━━ Excerto ━━

Para definirmos o que entendemos por diferenciação pedagógica na sala de aula, é importante, antes de mais, descrevermos os princípios pedagógicos que norteiam o contexto onde achamos que esta se deve desenvolver. Assim, numa perspetiva sociocultural, em que se valoriza a origem social do conhecimento, ou melhor, que este, se constrói por meio da atividade conjunta em cooperação dialogada (Wertsch, 1995), é de todo importante uma turma organizar-se com o seu professor como uma comunidade de aprendizagem. Organizada cooperativamente, onde todos cuidam das aprendizagens de todos (Niza, 2017) e em que os alunos têm uma participação ativa e democrática na gestão cooperada do currículo, do espaço, dos materiais e dos tempos de aprendizagem. Paralelamente, ao contrário do ensino simultâneo tradicional, onde o professor chega a ocupar mais de metade do tempo em lições para todos, valoriza-se também um ambiente de livre expressão dos alunos, onde através da fala e da escrita interativa o conhecimento é apropriado conjuntamente. Nesta perspetiva, pode considerar-se a aprendizagem como dialógica (Wells, 1999), já que se reconhece que o conhecimento é construído no discurso entre as pessoas que fazem coisas juntas (Franklin, 1996).

━━━

> _Descrição da tarefa_:
Indique, por favor, todos os autores citados no excerto acima, cada um com o ano que o acompanha.

━━ Listagem ━━

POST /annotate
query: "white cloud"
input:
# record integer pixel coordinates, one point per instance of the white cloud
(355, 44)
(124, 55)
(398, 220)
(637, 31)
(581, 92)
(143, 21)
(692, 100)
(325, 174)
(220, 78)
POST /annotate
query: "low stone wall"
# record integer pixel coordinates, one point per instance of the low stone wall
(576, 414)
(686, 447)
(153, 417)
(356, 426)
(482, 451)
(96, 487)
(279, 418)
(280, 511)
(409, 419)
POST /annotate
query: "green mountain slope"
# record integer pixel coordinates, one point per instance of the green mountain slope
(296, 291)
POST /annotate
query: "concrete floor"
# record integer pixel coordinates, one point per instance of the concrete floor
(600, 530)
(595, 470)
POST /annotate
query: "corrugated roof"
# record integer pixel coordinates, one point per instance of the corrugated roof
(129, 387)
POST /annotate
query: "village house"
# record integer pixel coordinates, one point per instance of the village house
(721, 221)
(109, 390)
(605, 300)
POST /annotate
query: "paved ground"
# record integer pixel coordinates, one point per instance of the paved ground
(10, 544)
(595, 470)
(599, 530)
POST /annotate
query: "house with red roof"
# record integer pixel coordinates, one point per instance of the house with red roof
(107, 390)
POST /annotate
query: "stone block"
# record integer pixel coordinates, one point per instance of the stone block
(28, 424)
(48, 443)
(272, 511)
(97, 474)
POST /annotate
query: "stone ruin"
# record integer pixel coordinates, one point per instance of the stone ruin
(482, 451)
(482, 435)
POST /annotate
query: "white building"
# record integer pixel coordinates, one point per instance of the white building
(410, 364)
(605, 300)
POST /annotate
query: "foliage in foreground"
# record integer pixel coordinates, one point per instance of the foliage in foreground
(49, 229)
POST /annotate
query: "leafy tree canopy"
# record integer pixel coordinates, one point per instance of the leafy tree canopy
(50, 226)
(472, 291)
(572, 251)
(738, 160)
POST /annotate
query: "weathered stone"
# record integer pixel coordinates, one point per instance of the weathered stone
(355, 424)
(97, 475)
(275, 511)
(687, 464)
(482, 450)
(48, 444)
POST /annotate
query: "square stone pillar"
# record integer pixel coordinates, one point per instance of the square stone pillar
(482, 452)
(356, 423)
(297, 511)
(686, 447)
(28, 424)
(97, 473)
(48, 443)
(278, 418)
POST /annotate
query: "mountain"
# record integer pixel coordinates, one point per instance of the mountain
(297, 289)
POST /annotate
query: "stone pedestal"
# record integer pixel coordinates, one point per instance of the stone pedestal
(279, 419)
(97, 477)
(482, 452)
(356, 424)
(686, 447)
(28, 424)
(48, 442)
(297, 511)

━━━

> _Resposta_:
Wertsch (1995)
Niza (2017)
Wells (1999)
Franklin (1996)